- _Objectives_
a) In the angel capital post, what title did the first slide of Sequoia Capital's presentation carry?
b) Please set down the angel capital post word for word, from "Benchmark Capital communicated" up to and including "by all participants.".
━━━━━ Text block ━━━━━
Raising Angel Capital in the Current Economic Climate
Raising Angel Capital in the Current Economic Climate  |   |  POSTED BY: Ananth Natarajan

The current economic crisis which we are facing is having a major impact on business everywhere. As one might expect, it is also having a significant impact on funding of early stage companies.

Earlier this month, Sequoia Capital communicated the seriousness of the situation with their portfolio companies (http://tinyurl.com/3sqrgy). The presentation started with a slide entitled “R.I.P Good Times” and ended with one which said simply “GET REAL OR GO HOME” before the Q & A. In between, there was substantial data presented on the economic reality along with strong advice on the need to preserve capital and to achieve profitability in short order.

Benchmark Capital communicated a similar message to their portfolio companies (http://tinyurl.com/3ku6es). They related the advice of a CEO who took a company during the dot-com crash through a 78% reduction in staff size, but was able to achieve profitability and eventually an IPO. The message was clear- survival mandates rapid course correction by all participants.
━━━━━ Data section ━━━━━
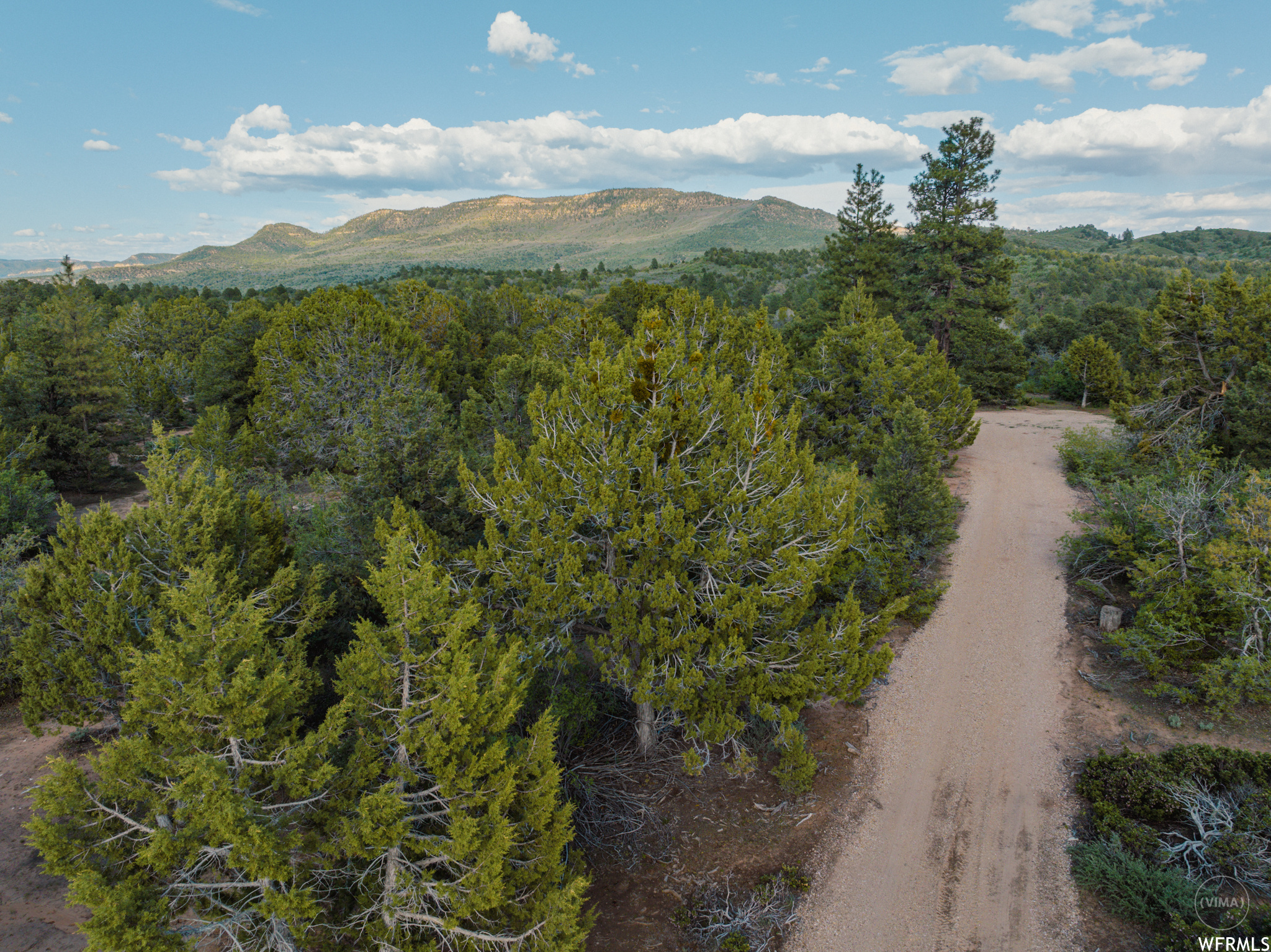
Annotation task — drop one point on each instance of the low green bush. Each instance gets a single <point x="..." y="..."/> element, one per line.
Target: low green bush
<point x="1130" y="886"/>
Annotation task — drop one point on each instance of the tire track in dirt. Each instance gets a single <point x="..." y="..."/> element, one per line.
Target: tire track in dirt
<point x="964" y="851"/>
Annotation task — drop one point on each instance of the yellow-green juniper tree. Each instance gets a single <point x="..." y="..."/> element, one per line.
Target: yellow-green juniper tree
<point x="195" y="827"/>
<point x="452" y="830"/>
<point x="667" y="519"/>
<point x="94" y="594"/>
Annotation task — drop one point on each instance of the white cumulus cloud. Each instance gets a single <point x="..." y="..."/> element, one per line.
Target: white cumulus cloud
<point x="240" y="7"/>
<point x="510" y="36"/>
<point x="1231" y="206"/>
<point x="942" y="119"/>
<point x="1153" y="139"/>
<point x="960" y="68"/>
<point x="1059" y="17"/>
<point x="547" y="151"/>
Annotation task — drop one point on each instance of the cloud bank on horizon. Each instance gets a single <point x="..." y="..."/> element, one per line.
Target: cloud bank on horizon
<point x="1146" y="120"/>
<point x="561" y="150"/>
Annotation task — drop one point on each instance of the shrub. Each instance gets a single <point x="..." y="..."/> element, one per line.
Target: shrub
<point x="1130" y="886"/>
<point x="25" y="501"/>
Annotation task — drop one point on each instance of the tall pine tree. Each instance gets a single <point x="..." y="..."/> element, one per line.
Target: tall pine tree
<point x="866" y="252"/>
<point x="667" y="519"/>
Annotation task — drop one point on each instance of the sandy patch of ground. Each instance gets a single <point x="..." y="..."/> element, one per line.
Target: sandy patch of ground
<point x="965" y="844"/>
<point x="34" y="915"/>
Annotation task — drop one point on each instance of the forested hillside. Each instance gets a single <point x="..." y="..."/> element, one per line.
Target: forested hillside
<point x="431" y="565"/>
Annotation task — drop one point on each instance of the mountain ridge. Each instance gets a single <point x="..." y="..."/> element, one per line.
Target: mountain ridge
━━━━━
- _Answers for the exercise_
a) “R.I.P Good Times”

b)
Benchmark Capital communicated a similar message to their portfolio companies (http://tinyurl.com/3ku6es). They related the advice of a CEO who took a company during the dot-com crash through a 78% reduction in staff size, but was able to achieve profitability and eventually an IPO. The message was clear- survival mandates rapid course correction by all participants.